WORK TO DO: Set down, word for word, the stretch of lines from the one containing "the playground gravel" to the end of the records below.

......

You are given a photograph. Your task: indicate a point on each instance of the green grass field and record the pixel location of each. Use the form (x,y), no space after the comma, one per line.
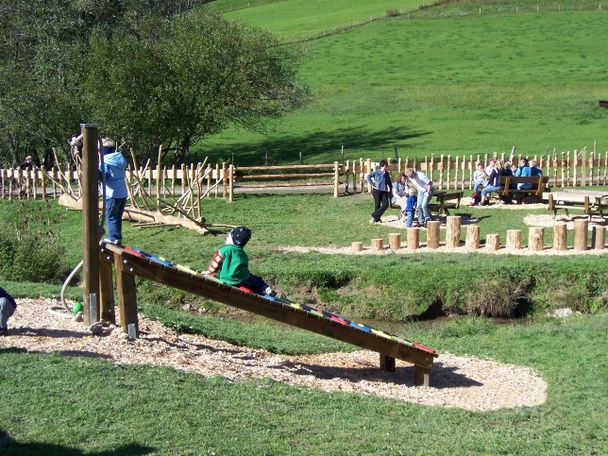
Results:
(464,84)
(474,84)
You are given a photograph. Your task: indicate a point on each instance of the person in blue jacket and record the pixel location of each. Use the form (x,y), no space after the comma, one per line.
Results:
(113,175)
(380,180)
(7,309)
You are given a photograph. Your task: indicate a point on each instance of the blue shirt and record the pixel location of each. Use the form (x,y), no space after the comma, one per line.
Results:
(380,180)
(115,167)
(411,203)
(4,294)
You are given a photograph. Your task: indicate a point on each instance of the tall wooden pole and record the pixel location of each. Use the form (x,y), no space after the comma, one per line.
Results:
(90,211)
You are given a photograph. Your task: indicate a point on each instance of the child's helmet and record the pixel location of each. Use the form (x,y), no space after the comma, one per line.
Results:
(240,235)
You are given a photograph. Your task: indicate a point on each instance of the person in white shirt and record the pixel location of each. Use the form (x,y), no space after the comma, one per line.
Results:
(423,184)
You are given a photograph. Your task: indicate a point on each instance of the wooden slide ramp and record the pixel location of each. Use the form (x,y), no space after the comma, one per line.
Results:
(129,262)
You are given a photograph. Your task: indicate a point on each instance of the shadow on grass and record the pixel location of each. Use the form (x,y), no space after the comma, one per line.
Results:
(9,446)
(441,376)
(313,146)
(46,332)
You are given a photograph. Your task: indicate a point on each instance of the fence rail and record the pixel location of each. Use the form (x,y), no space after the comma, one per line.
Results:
(200,181)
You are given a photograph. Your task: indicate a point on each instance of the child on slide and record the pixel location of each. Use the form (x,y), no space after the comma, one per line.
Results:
(231,264)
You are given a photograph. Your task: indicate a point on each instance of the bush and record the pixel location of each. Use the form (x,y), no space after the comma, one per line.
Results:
(30,250)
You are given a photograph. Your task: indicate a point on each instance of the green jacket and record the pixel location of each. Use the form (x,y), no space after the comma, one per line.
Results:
(235,267)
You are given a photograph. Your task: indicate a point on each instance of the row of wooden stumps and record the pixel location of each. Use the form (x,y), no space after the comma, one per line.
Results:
(514,241)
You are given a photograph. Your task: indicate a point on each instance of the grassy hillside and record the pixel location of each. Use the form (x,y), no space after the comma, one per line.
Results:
(463,84)
(296,19)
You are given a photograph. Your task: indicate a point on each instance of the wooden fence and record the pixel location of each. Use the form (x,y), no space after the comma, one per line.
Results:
(190,184)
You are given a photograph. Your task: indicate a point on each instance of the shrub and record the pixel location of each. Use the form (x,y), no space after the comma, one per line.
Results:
(30,250)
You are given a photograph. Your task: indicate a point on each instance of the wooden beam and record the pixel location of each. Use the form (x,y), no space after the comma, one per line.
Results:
(106,289)
(131,265)
(127,296)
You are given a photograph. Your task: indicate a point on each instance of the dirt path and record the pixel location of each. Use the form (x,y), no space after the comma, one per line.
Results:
(463,382)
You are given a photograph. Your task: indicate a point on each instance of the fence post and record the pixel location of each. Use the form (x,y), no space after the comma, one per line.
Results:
(230,183)
(336,179)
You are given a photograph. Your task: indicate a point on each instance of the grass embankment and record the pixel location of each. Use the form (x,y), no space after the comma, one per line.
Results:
(391,287)
(67,405)
(458,85)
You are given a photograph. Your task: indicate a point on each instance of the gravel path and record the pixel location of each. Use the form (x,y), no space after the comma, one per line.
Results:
(462,382)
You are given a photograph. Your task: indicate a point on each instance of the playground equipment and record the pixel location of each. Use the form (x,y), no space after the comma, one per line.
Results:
(130,262)
(98,293)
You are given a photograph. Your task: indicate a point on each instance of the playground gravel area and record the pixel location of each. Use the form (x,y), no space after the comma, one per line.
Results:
(40,325)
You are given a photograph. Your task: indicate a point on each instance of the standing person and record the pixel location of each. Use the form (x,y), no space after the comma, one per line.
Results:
(7,309)
(380,180)
(425,192)
(113,175)
(410,209)
(400,192)
(479,177)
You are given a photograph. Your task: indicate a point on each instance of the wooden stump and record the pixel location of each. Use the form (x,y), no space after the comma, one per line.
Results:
(357,246)
(452,234)
(581,234)
(413,238)
(493,241)
(394,241)
(377,244)
(560,236)
(514,239)
(432,234)
(599,237)
(536,238)
(472,239)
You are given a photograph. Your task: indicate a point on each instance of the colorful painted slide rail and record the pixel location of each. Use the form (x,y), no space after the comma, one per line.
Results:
(135,262)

......

WRITTEN SOLUTION:
You are given a photograph. Your task: indicate a point on each instance of the playground gravel area and record the pixel location of each. Use the form (x,y), no space after the comma, one per line.
Results:
(40,325)
You are given a photograph. Your task: indicate a point on each instance of the standing person and record the pixel location of each. Use the form (x,y), no space after the comma, one per line.
Results:
(7,309)
(380,180)
(425,192)
(113,175)
(410,209)
(400,192)
(479,177)
You are given a photograph. Your task: indicate a point on each instance of the wooden stump and record the pixel location of each. Use the form (x,y), no space after the comma, one per line.
Results:
(357,246)
(452,234)
(581,234)
(413,238)
(493,241)
(394,241)
(377,244)
(560,236)
(514,239)
(432,234)
(599,237)
(536,238)
(472,239)
You are given a photograph. Your task: indicate a point on each instance of the colorful painted slide rail and record the pixel location of each. Use the form (x,y), no space after the comma, one per line.
Results:
(135,262)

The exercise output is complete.